GIVEN PASSAGE -
=== Section Start ===
Teenagers should be getting around nine hours of sleep per night, according to the National Institutes of Health, but late bedtimes, early school start times, and high levels of stress all lead to sleep deprivation during one of the most critical stages of development.
Overall, a study based on U.S. national data found that over 90 percent of American high school students exhibited signs of chronic sleep deprivation. In fact, a national survey ordered by the National Sleep Foundation found that only nine percent of adolescents between the ages of 11 and 17, those in grades six through twelve, get the ideal amount of sleep every night.
Sleep deprivation can be especially dangerous for teenagers, affecting the development of the brain and body. The health risks, both physical and mental, associated with severe lack of sleep in teenagers impact a wide array of issues, including mental health, learning and behavior, substance abuse, obesity, and dependence on sleep and anxiety medications.
Issues with Mental Health
A study recently published by the Journal of Youth and Adolescence highlighted the increased risk of depression and suicide in teenagers who aren’t getting the recommended amount of sleep.
Results from the study, in which almost 28,000 suburban high school students were surveyed, showed that there was a 38 percent increased risk of sad and hopeless feelings in teenagers for each hour of sleep lost, as well as a 58 percent increase in the risk of a suicide attempt.
In addition, a study of 262 seniors at one school showed that teenagers are three times more likely to suffer from depression if they get less than six hours of sleep a night.
Finally, research featured in a recent issue of the journal “Sleep” indicated that adolescents who had earlier bedtimes set by parents were less likely to develop depression and thoughts of suicide.
Learning and Behavior Issues
Teenagers who go to bed after 11:30 p.m. on weekdays are more likely to perform worse in school and be inattentive, impulsive, and hyperactive, according to a new study.
=== Section End ===
PROVIDED RECORDS -
=== Section Start ===
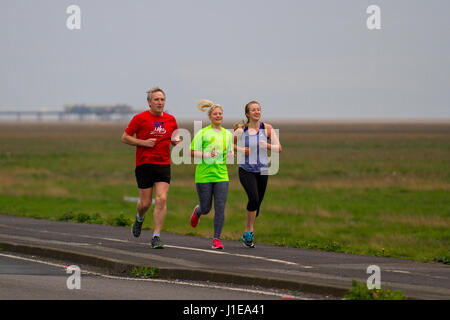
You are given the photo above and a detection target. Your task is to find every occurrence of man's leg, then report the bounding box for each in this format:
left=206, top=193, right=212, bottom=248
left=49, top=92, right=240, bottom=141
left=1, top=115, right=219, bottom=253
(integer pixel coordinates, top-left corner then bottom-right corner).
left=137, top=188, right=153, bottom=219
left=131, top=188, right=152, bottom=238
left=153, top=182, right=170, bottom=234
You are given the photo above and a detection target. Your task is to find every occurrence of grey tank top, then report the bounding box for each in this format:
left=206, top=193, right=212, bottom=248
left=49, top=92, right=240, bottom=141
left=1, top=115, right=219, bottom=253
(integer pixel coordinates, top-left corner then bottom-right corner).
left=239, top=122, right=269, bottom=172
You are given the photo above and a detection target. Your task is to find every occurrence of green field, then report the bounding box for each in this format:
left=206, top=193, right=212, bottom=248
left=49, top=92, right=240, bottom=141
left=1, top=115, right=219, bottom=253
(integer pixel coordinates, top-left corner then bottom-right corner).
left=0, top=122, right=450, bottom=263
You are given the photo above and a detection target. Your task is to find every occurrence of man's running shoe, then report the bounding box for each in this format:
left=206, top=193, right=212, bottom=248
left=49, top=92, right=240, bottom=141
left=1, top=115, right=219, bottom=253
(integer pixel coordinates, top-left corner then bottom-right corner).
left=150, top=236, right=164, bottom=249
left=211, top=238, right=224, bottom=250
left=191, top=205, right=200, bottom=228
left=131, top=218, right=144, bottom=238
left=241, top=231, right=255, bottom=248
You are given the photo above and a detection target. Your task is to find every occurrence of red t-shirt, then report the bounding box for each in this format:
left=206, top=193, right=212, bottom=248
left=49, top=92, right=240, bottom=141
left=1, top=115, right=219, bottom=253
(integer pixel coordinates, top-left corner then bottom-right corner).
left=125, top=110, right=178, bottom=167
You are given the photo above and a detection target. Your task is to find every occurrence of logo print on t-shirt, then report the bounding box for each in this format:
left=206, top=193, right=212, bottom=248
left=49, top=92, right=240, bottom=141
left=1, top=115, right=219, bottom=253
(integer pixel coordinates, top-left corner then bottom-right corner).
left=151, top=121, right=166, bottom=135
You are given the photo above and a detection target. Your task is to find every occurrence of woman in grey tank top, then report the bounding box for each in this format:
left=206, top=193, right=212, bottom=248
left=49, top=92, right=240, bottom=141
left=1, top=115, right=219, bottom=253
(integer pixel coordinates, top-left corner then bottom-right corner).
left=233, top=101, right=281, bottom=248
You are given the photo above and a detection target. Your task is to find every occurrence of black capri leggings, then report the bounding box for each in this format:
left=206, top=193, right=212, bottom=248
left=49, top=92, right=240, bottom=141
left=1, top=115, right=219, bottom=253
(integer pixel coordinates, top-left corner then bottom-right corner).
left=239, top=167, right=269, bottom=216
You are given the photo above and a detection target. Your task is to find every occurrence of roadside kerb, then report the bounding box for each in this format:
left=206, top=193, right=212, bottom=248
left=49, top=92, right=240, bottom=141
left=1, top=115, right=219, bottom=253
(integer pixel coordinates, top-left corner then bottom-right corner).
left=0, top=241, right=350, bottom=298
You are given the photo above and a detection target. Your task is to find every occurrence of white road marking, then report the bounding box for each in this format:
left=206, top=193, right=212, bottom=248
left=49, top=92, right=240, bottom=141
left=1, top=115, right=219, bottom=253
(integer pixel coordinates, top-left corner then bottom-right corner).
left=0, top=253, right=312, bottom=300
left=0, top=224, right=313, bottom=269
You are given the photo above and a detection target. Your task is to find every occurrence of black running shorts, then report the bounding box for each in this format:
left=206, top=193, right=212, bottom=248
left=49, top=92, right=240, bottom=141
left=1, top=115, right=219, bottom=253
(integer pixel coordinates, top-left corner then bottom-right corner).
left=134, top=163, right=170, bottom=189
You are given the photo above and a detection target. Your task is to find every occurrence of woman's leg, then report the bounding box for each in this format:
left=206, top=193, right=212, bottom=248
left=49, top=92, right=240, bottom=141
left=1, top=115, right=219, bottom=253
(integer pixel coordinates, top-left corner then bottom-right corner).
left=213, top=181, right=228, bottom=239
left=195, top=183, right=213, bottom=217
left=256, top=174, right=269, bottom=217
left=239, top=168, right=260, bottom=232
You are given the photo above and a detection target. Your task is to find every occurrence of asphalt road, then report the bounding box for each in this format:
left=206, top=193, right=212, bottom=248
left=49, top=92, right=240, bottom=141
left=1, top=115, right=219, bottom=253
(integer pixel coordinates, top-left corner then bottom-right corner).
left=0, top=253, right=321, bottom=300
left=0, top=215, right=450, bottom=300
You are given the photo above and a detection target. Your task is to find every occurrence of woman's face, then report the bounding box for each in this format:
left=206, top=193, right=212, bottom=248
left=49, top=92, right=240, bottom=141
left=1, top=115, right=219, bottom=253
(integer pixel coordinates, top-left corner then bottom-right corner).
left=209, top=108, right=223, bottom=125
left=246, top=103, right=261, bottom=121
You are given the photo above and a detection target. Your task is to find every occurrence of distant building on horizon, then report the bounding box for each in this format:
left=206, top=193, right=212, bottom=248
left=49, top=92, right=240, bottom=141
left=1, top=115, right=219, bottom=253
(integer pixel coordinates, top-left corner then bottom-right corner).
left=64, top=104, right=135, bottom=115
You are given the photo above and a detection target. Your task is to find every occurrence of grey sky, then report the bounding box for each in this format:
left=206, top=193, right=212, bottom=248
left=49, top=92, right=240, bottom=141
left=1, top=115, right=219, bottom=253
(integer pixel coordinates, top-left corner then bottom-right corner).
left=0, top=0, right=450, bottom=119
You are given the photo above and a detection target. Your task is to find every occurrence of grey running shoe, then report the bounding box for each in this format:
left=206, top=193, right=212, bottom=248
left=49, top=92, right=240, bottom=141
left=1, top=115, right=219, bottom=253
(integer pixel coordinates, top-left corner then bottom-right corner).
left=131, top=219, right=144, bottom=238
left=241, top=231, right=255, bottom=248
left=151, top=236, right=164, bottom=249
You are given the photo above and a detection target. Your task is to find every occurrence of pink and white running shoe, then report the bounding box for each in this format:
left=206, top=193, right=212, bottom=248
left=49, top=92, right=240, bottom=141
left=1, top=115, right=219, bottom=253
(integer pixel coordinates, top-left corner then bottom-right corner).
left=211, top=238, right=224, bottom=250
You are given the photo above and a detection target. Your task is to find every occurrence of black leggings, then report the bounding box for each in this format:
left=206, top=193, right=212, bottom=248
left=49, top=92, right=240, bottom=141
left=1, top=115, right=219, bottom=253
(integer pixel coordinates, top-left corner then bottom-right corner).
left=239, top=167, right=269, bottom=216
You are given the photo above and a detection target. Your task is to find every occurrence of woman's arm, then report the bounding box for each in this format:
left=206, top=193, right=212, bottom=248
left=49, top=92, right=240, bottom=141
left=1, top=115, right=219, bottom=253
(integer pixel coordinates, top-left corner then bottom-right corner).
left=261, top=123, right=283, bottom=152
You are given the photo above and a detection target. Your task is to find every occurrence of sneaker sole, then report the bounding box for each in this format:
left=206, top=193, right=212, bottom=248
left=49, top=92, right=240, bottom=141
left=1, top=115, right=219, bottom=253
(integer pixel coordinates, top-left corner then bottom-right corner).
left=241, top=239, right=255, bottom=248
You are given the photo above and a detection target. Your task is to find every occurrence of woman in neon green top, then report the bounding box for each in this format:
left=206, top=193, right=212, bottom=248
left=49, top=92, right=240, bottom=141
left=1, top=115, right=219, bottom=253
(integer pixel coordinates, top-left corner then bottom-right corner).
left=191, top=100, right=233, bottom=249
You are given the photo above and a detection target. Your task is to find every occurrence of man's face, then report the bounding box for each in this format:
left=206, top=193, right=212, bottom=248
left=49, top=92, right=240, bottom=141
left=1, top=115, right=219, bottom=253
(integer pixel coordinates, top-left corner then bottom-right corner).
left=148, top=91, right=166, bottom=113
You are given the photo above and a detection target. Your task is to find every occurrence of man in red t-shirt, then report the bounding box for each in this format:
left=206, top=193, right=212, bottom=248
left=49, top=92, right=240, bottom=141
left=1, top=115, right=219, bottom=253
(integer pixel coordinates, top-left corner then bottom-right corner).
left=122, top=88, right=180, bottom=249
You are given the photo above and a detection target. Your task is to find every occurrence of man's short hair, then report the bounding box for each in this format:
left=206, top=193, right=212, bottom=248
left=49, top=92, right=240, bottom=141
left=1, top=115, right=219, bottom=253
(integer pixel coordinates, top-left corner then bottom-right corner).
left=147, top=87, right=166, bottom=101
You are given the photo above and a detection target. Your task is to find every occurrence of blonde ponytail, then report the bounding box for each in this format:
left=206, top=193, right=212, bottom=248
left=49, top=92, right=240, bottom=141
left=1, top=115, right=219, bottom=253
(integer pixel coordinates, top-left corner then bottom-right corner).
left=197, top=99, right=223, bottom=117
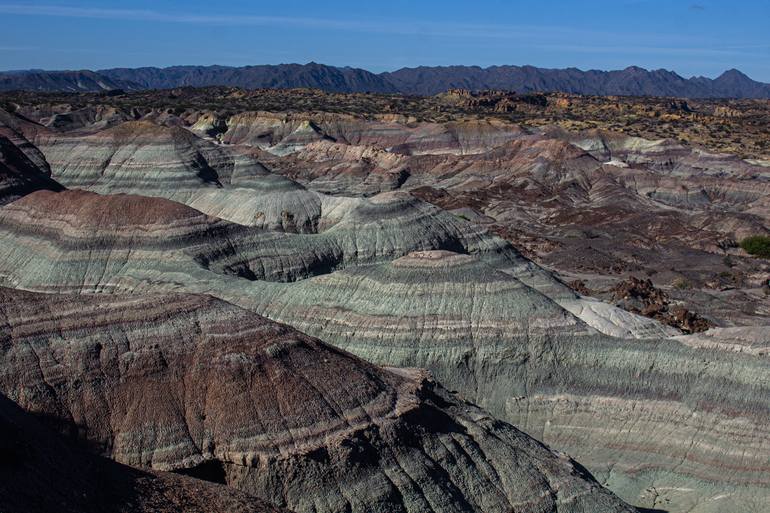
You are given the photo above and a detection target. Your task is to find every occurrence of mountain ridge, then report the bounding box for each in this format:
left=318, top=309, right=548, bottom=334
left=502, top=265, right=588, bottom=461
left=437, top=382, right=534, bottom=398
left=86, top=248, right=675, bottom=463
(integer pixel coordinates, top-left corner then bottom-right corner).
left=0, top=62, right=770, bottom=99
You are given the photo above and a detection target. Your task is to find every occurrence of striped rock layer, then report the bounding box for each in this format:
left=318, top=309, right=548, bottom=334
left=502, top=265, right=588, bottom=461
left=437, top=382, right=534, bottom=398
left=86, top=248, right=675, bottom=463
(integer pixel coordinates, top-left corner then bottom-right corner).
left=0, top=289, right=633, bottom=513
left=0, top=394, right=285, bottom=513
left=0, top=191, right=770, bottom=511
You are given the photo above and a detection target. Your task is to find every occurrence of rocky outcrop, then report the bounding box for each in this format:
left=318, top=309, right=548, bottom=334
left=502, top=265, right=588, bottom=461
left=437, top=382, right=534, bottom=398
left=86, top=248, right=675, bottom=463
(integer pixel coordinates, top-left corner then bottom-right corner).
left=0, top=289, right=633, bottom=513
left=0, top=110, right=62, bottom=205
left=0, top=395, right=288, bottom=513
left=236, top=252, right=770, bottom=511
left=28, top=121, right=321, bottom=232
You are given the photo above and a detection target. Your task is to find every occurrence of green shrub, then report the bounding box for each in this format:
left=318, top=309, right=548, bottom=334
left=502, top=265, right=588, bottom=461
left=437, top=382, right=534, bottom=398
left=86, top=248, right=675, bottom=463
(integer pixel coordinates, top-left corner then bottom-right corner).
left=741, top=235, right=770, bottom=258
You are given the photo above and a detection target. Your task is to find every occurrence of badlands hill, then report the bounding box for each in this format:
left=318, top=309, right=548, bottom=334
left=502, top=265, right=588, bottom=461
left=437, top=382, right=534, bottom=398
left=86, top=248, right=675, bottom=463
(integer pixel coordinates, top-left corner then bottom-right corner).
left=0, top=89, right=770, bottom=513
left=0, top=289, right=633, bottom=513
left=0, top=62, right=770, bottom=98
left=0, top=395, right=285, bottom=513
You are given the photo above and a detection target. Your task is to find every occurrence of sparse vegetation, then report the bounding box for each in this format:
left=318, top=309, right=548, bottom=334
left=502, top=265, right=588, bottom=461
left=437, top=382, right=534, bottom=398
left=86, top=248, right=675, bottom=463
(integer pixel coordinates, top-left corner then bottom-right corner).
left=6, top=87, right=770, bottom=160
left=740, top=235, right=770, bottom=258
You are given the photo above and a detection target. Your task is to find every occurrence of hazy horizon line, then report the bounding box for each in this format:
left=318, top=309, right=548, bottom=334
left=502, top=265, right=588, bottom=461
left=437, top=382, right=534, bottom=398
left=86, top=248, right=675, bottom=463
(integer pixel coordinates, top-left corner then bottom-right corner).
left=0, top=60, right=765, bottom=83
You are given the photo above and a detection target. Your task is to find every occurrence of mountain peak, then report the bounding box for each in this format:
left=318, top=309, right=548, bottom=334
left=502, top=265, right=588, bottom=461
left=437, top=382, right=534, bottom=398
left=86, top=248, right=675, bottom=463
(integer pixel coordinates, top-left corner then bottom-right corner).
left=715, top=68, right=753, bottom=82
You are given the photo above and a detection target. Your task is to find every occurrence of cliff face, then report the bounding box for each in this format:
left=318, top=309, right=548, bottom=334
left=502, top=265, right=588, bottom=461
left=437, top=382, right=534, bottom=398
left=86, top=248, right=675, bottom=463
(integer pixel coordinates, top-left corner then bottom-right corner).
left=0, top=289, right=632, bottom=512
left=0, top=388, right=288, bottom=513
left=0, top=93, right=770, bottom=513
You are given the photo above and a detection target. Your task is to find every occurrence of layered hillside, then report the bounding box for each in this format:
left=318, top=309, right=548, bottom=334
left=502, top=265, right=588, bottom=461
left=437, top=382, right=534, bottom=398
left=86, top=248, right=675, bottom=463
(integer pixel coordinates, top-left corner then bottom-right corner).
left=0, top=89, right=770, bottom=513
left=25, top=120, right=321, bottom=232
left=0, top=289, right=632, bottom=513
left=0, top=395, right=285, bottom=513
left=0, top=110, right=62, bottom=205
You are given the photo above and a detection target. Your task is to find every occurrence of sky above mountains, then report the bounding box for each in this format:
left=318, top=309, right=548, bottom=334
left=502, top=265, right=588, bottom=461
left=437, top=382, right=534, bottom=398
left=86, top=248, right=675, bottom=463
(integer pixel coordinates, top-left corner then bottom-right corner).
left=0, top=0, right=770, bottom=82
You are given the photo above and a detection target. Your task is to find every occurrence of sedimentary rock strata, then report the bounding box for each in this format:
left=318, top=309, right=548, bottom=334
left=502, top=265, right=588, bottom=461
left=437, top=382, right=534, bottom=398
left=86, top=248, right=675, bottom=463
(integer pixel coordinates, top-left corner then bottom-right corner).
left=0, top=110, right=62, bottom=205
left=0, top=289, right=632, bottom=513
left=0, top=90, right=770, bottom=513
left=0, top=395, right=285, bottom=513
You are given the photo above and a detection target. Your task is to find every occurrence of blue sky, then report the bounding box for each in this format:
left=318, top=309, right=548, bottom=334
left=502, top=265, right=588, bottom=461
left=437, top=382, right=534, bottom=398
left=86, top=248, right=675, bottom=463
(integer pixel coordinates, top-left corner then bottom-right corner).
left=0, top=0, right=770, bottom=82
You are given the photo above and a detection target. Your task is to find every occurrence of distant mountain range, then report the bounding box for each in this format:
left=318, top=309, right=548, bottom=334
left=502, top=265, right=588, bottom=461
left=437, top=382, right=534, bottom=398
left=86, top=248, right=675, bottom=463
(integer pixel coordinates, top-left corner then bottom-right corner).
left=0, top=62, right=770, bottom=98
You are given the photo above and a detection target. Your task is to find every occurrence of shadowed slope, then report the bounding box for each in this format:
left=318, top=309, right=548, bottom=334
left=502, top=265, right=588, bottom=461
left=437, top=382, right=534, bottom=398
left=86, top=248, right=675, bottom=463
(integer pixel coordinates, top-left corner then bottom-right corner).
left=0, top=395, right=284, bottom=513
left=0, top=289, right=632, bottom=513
=== Section End ===
COMPLETE THE FOLLOWING -
• A. From the passage on teen sleep deprivation, transcribe the words starting at "Teenagers should be" and ending at "stages of development.".
• B. Answer these questions using the passage on teen sleep deprivation:
(i) According to the National Institutes of Health, how many hours of sleep per night should teenagers get?
(ii) About how many suburban high school students were surveyed in the study published by the Journal of Youth and Adolescence?
(iii) Going to bed after what time on weekdays is linked to worse school performance in teenagers?
• C. Resume the passage on teen sleep deprivation, starting after its final sentence.

RESULTS FOR THE EXERCISE -
• A.
Teenagers should be getting around nine hours of sleep per night, according to the National Institutes of Health, but late bedtimes, early school start times, and high levels of stress all lead to sleep deprivation during one of the most critical stages of development.

• B.
(i) Around nine hours.
(ii) Almost 28,000.
(iii) 11:30 p.m.

• C.
In the study, researchers used data from the National Longitudinal Study of Adolescent Health, an ongoing study directed by Congress, to determine that one in four teenagers go to sleep after that time.
Sleep allows the brain to successfully perform processes that are vital to learning, memory, and the regulation of emotions. Additionally, the brain organizes information gathered during the day at night, making it easier to go back and get that information at a later time.
Using and Abusing Substances
A study of adolescents in Southern California, published online in the journal Sleep Health, found a six percent increased risk of alcohol or marijuana use in the previous month for every 10 minutes later that teenagers went to sleep.
The study also revealed that teenagers were 55 percent more likely to have consumed alcohol in the past month if they indicated significant trouble sleeping.
Increased Risk of Obesity
Teenagers who don’t obtain the sleep recommended by the National Institutes of Health are more likely to suffer from diabetes and obesity.
Researchers analyzed data of 10,000 teenagers already taking part in the National Longitudinal Study of Adolescent Health and found that those who weren’t achieving the recommended levels of sleep at age 16 are 20 percent more likely to be obese by the time they are 21.
A second study, completed by researchers at the Children’s Hospital of Philadelphia, revealed teenagers who are already obese and don’t get a sufficient amount of sleep are at an increased risk of developing diabetes.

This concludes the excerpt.